+++ DOCUMENT

Source : étude sur les métiers de l’inspection publiée par l’Observatoire de l’évolution des métiers de l’assurance en mars 2018
Des nouveaux profils
La profession semble toutefois s’ouvrir à de nouveaux profils : alors que l’âge moyen tourne autour de 48 ans, le groupe Klésia intègre des inspecteurs assez jeunes, « de préférence avec une expérience dans le courtage ou la souscription », explique Denis Stainier, directeur général adjoint. Le dirigeant de Klésia plaide toutefois pour une certaine diversité : « Il n’existe pas plus de profil universel d’inspecteur que de profil universel de courtier. Avec les courtiers de proximité, les inspecteurs sont plutôt dans le conseil et l’animation commerciale. Mais dans le grand courtage, les inspecteurs doivent avoir une culture technique solide : il faut une véritable expertise pour vendre des contrats collectifs de santé ou prévoyance sur mesure. »
Loquace sur le profil des inspecteurs, Denis Stainier est nettement moins disert en revanche quand on l’interroge sur les effectifs d’inspecteurs de Klésia : « C’est une information sensible au plan concurrentiel. Nous ne disons pas de combien de divisions nous disposons.» Il n’est pas le seul. Sur les 20 compagnies que nous avons interrogées, une seule a bien voulu lever le voile sur son équipe d’inspection : Allianz France dispose de 77 inspecteurs pour animer son réseau de 3 400 courtiers. La nouvelle organisation de la filiale de l’assureur allemand, mise en œuvre au 1er septembre 2017, a été entièrement repensée dans une logique de valorisation des cabinets à potentiel. « Nous avons fait le constat que sur nos 3 400 cabinets partenaires, un quart seulement assure 95% du chiffre d’affaires d’Allianz Courtage, explique Franck Le Vallois, membre du comité exécutif en charge de l’unité Distribution. Nous avons donc décidé de transformer les modes d’animation des courtiers en calculant le potentiel de chacun des cabinets. » Leur profil a été analysé et évalué à l’aune de deux critères : « Leur potentiel de développement commercial et leur sensibilité à l’animation présentielle (à savoir le rapport entre le nombre d’interactions et la croissance observée du chiffre d’affaires). ».

++++++
+++ ENTRÉES FOURNIES

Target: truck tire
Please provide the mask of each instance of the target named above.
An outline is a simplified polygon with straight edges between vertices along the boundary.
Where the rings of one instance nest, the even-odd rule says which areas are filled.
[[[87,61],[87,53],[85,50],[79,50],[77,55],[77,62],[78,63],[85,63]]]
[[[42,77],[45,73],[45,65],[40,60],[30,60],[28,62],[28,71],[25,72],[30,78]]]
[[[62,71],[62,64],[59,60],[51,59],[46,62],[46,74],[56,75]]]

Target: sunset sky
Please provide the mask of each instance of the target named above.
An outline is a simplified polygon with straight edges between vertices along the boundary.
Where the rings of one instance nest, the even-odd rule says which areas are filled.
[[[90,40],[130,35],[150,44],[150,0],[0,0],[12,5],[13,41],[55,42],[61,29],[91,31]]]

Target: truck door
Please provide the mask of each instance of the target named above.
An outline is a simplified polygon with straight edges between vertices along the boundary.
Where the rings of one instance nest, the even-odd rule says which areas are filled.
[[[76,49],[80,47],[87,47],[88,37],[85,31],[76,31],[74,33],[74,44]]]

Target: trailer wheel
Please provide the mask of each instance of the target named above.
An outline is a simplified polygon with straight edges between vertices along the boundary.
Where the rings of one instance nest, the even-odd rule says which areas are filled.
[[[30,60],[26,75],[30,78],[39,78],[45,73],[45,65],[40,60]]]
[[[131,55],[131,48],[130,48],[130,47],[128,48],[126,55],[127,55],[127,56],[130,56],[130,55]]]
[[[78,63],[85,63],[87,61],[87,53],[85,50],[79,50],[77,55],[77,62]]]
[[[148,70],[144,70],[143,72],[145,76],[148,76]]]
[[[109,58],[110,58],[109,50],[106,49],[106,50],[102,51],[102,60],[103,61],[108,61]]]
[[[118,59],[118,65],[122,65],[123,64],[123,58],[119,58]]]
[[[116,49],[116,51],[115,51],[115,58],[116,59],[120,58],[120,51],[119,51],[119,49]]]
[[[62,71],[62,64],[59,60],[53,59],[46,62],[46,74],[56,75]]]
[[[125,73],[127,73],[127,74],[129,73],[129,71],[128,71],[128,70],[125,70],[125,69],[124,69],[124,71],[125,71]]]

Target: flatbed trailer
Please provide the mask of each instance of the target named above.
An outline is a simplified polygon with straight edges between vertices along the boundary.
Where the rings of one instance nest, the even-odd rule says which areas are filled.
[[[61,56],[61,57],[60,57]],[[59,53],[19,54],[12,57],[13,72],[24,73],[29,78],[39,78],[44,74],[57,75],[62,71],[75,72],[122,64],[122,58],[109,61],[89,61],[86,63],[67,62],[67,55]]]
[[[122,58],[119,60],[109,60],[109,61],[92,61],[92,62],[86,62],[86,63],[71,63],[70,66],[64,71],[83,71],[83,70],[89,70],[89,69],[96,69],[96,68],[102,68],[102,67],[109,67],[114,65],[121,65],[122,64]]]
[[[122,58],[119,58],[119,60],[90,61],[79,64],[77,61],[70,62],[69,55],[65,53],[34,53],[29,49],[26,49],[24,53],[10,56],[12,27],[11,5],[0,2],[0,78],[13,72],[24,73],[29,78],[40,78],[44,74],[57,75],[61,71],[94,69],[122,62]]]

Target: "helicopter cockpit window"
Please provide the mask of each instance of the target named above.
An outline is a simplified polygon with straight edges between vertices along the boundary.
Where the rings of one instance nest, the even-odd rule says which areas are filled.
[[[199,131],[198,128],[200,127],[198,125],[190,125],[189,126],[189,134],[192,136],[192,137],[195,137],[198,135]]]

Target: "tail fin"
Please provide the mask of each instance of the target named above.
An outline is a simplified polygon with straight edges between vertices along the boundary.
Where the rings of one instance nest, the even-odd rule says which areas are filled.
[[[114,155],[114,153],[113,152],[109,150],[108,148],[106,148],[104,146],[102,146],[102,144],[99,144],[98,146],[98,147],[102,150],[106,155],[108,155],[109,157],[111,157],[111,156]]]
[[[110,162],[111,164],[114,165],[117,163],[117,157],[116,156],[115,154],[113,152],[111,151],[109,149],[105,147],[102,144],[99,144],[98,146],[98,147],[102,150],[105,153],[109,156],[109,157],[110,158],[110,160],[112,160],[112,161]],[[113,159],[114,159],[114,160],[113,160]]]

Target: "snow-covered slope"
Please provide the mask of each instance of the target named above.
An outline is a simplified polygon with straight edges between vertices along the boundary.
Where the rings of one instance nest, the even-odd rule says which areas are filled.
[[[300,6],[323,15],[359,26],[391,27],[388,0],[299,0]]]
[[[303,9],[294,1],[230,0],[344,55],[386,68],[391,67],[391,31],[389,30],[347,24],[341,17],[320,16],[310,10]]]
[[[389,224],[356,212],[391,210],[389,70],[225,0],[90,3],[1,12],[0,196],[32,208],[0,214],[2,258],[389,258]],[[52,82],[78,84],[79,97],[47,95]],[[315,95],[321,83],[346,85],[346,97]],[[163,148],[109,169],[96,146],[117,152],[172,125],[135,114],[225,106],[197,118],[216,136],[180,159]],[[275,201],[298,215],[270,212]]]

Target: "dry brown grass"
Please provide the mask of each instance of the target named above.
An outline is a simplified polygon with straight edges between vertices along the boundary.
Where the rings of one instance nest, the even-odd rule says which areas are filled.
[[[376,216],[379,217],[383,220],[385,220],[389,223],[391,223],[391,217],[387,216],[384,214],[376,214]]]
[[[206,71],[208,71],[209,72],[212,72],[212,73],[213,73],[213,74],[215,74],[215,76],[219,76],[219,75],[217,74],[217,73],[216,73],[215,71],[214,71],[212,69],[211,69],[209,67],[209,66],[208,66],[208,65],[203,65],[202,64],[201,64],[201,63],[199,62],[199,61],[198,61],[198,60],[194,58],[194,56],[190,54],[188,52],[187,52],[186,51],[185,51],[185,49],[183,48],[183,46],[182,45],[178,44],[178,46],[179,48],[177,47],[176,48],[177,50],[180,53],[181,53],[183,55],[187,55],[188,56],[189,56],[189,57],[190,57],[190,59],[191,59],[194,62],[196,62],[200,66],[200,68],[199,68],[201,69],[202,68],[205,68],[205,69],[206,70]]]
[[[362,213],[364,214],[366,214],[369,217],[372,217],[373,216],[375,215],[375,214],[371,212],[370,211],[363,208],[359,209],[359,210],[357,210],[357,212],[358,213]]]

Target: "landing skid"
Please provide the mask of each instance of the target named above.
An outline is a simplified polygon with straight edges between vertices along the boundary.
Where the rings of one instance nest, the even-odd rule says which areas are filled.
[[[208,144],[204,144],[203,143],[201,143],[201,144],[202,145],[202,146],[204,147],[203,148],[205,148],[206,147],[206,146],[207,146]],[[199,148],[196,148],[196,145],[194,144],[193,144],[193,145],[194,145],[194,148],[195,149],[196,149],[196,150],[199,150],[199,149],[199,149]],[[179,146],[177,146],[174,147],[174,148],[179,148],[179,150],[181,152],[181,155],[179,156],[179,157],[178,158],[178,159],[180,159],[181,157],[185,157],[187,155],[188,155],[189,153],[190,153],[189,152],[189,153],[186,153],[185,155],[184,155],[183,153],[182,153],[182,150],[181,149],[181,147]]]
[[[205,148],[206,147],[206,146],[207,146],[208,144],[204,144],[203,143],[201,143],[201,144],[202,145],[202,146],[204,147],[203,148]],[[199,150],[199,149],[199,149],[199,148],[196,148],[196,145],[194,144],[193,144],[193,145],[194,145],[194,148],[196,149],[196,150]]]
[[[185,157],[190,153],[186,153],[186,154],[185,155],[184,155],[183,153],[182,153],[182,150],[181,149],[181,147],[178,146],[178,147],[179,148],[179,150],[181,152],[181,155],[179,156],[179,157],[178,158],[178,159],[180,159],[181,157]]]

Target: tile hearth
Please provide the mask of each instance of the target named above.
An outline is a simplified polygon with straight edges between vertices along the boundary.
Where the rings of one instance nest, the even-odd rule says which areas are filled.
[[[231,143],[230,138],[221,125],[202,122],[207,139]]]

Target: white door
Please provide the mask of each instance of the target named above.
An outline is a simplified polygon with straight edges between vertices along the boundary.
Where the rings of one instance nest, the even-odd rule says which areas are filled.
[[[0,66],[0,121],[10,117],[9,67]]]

++++++

» ÉNONCÉ:
D'après le document, combien d'inspecteurs Allianz France emploie-t-elle pour animer son réseau de courtiers ?

» RÉPONSE:
Allianz France dispose de 77 inspecteurs pour animer son réseau de 3 400 courtiers.